Document
- - - -

Heap-Organized table 和 Index-Organized table 说明

最新推荐文章于 2024-03-24 23:59:33 发布

最新推荐文章于 2024-03-24 23:59:33 发布 · 238 阅读

文章标签：

#Oracle #Access #SQL Server #OS #DB2

官网的两个连接如下：

Tables and Table Clusters

http://download.oracle.com/docs/cd/E11882_01/server.112/e16508/tablecls.htm#i20438

Indexes and Index-Organized Tables

http://download.oracle.com/docs/cd/E11882_01/server.112/e16508/indexiot.htm#CBBFIFAB

这2个文章讲的比较详细，在这里我将一些内容粘贴出来。

You can create a relational table with the following organizational characteristics:

（1）A heap-organized table does not store rows in any particular order. The CREATE TABLE statement creates a heap-organized table by default.

（2）An index-organized table orders rows according to the primary key values. For some applications, index-organized tables enhance performance and use disk space more efficiently. See "Overview of Index-Organized Tables".

Rowid Data Types

Every row stored in the database has an address. Oracle Database uses a ROWID data type to store the address (rowid) of every row in the database. Rowids fall into the following categories:

（1）Physical rowids store the addresses of rows in heap-organized tables, table clusters, and table and index partitions.

（2）Logical rowids store the addresses of rows in index-organized tables.

- - - -

Dataset entries

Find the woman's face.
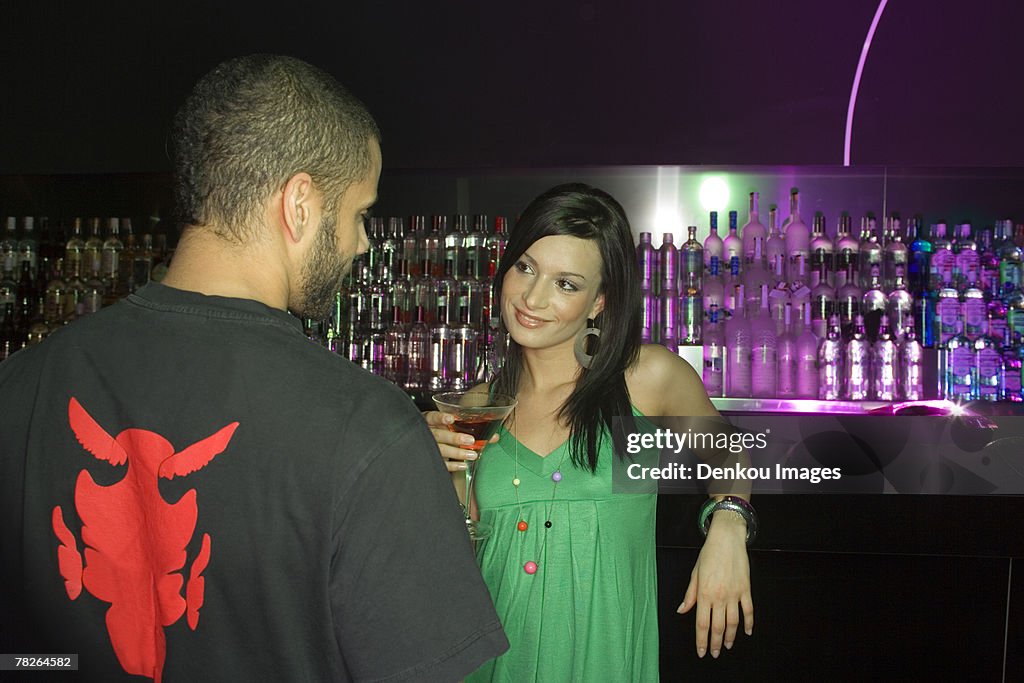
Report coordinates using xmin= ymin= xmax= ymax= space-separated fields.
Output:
xmin=501 ymin=234 xmax=604 ymax=349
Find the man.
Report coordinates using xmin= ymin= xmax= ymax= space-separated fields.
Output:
xmin=0 ymin=55 xmax=508 ymax=681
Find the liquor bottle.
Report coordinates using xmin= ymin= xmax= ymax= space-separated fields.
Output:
xmin=978 ymin=225 xmax=1002 ymax=300
xmin=835 ymin=211 xmax=860 ymax=292
xmin=702 ymin=304 xmax=726 ymax=397
xmin=1002 ymin=335 xmax=1024 ymax=403
xmin=995 ymin=221 xmax=1022 ymax=298
xmin=870 ymin=315 xmax=899 ymax=401
xmin=725 ymin=285 xmax=752 ymax=398
xmin=751 ymin=284 xmax=778 ymax=398
xmin=811 ymin=261 xmax=836 ymax=339
xmin=886 ymin=275 xmax=914 ymax=342
xmin=657 ymin=279 xmax=681 ymax=353
xmin=935 ymin=287 xmax=963 ymax=344
xmin=860 ymin=270 xmax=889 ymax=343
xmin=961 ymin=283 xmax=988 ymax=342
xmin=0 ymin=216 xmax=20 ymax=276
xmin=906 ymin=216 xmax=932 ymax=294
xmin=427 ymin=288 xmax=452 ymax=392
xmin=843 ymin=313 xmax=871 ymax=400
xmin=768 ymin=260 xmax=801 ymax=335
xmin=953 ymin=223 xmax=981 ymax=292
xmin=640 ymin=289 xmax=662 ymax=344
xmin=829 ymin=263 xmax=863 ymax=339
xmin=401 ymin=216 xmax=427 ymax=279
xmin=939 ymin=321 xmax=977 ymax=400
xmin=462 ymin=214 xmax=488 ymax=280
xmin=928 ymin=222 xmax=955 ymax=291
xmin=722 ymin=211 xmax=743 ymax=264
xmin=974 ymin=321 xmax=1007 ymax=401
xmin=678 ymin=225 xmax=705 ymax=291
xmin=82 ymin=217 xmax=103 ymax=281
xmin=637 ymin=232 xmax=660 ymax=294
xmin=701 ymin=256 xmax=725 ymax=321
xmin=857 ymin=214 xmax=882 ymax=290
xmin=43 ymin=263 xmax=68 ymax=326
xmin=130 ymin=232 xmax=154 ymax=292
xmin=703 ymin=211 xmax=728 ymax=268
xmin=741 ymin=193 xmax=768 ymax=269
xmin=774 ymin=304 xmax=800 ymax=398
xmin=65 ymin=218 xmax=85 ymax=276
xmin=785 ymin=187 xmax=811 ymax=283
xmin=404 ymin=306 xmax=430 ymax=396
xmin=897 ymin=325 xmax=925 ymax=400
xmin=882 ymin=214 xmax=909 ymax=290
xmin=811 ymin=211 xmax=836 ymax=290
xmin=679 ymin=274 xmax=703 ymax=344
xmin=486 ymin=216 xmax=508 ymax=280
xmin=743 ymin=238 xmax=771 ymax=312
xmin=657 ymin=232 xmax=679 ymax=294
xmin=0 ymin=302 xmax=22 ymax=360
xmin=17 ymin=216 xmax=39 ymax=278
xmin=100 ymin=218 xmax=125 ymax=296
xmin=790 ymin=254 xmax=811 ymax=332
xmin=797 ymin=306 xmax=819 ymax=398
xmin=818 ymin=315 xmax=844 ymax=400
xmin=765 ymin=204 xmax=787 ymax=285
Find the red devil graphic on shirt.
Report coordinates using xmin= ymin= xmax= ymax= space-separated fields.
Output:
xmin=53 ymin=398 xmax=239 ymax=683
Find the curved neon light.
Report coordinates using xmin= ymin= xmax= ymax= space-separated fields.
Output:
xmin=843 ymin=0 xmax=889 ymax=166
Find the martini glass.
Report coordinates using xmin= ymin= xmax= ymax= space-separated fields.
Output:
xmin=433 ymin=391 xmax=516 ymax=541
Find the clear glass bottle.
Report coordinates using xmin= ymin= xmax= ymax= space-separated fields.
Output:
xmin=843 ymin=314 xmax=871 ymax=400
xmin=722 ymin=211 xmax=743 ymax=264
xmin=835 ymin=211 xmax=860 ymax=292
xmin=897 ymin=325 xmax=925 ymax=400
xmin=702 ymin=304 xmax=726 ymax=397
xmin=818 ymin=315 xmax=844 ymax=400
xmin=811 ymin=211 xmax=836 ymax=290
xmin=775 ymin=303 xmax=800 ymax=398
xmin=703 ymin=211 xmax=728 ymax=268
xmin=974 ymin=319 xmax=1006 ymax=401
xmin=765 ymin=204 xmax=788 ymax=285
xmin=637 ymin=232 xmax=659 ymax=294
xmin=785 ymin=187 xmax=811 ymax=283
xmin=882 ymin=214 xmax=910 ymax=292
xmin=751 ymin=284 xmax=778 ymax=398
xmin=871 ymin=315 xmax=899 ymax=401
xmin=725 ymin=285 xmax=752 ymax=398
xmin=741 ymin=193 xmax=768 ymax=269
xmin=797 ymin=306 xmax=820 ymax=398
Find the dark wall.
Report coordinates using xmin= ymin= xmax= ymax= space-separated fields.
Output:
xmin=0 ymin=0 xmax=1024 ymax=173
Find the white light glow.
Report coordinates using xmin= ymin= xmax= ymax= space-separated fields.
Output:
xmin=698 ymin=175 xmax=729 ymax=212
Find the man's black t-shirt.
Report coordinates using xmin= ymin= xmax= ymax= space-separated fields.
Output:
xmin=0 ymin=285 xmax=507 ymax=681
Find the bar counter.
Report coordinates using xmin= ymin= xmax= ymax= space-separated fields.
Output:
xmin=657 ymin=398 xmax=1024 ymax=681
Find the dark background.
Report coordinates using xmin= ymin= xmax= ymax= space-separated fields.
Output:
xmin=0 ymin=0 xmax=1024 ymax=174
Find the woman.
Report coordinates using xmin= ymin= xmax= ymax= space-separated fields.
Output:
xmin=427 ymin=184 xmax=754 ymax=682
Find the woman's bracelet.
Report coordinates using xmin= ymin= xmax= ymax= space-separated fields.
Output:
xmin=697 ymin=496 xmax=758 ymax=545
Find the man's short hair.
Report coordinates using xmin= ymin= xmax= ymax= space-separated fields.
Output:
xmin=173 ymin=54 xmax=380 ymax=243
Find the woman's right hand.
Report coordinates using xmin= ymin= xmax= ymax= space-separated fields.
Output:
xmin=423 ymin=411 xmax=487 ymax=472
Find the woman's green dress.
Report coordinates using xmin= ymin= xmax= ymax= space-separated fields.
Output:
xmin=467 ymin=417 xmax=658 ymax=683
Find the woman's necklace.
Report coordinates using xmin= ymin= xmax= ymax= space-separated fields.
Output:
xmin=512 ymin=409 xmax=569 ymax=574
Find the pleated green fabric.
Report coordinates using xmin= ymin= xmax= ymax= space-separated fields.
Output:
xmin=467 ymin=411 xmax=658 ymax=683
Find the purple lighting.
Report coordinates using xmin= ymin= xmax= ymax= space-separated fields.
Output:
xmin=843 ymin=0 xmax=889 ymax=166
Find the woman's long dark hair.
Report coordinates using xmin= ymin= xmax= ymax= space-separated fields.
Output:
xmin=492 ymin=183 xmax=641 ymax=472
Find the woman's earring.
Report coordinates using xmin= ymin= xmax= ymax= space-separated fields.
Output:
xmin=572 ymin=317 xmax=601 ymax=369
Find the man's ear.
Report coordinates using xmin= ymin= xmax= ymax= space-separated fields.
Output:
xmin=281 ymin=172 xmax=314 ymax=243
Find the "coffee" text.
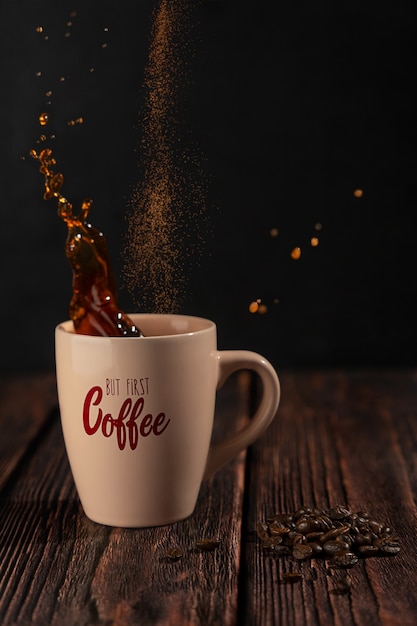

- - - -

Task to complete
Please copy out the post on heap-organized and index-organized tables in full, word for word.

Exercise response
Heap-Organized table 和 Index-Organized table 说明

最新推荐文章于 2024-03-24 23:59:33 发布

最新推荐文章于 2024-03-24 23:59:33 发布 · 238 阅读

文章标签：

#Oracle #Access #SQL Server #OS #DB2

官网的两个连接如下：

Tables and Table Clusters

http://download.oracle.com/docs/cd/E11882_01/server.112/e16508/tablecls.htm#i20438

Indexes and Index-Organized Tables

http://download.oracle.com/docs/cd/E11882_01/server.112/e16508/indexiot.htm#CBBFIFAB

这2个文章讲的比较详细，在这里我将一些内容粘贴出来。

You can create a relational table with the following organizational characteristics:

（1）A heap-organized table does not store rows in any particular order. The CREATE TABLE statement creates a heap-organized table by default.

（2）An index-organized table orders rows according to the primary key values. For some applications, index-organized tables enhance performance and use disk space more efficiently. See "Overview of Index-Organized Tables".

Rowid Data Types

Every row stored in the database has an address. Oracle Database uses a ROWID data type to store the address (rowid) of every row in the database. Rowids fall into the following categories:

（1）Physical rowids store the addresses of rows in heap-organized tables, table clusters, and table and index partitions.

（2）Logical rowids store the addresses of rows in index-organized tables.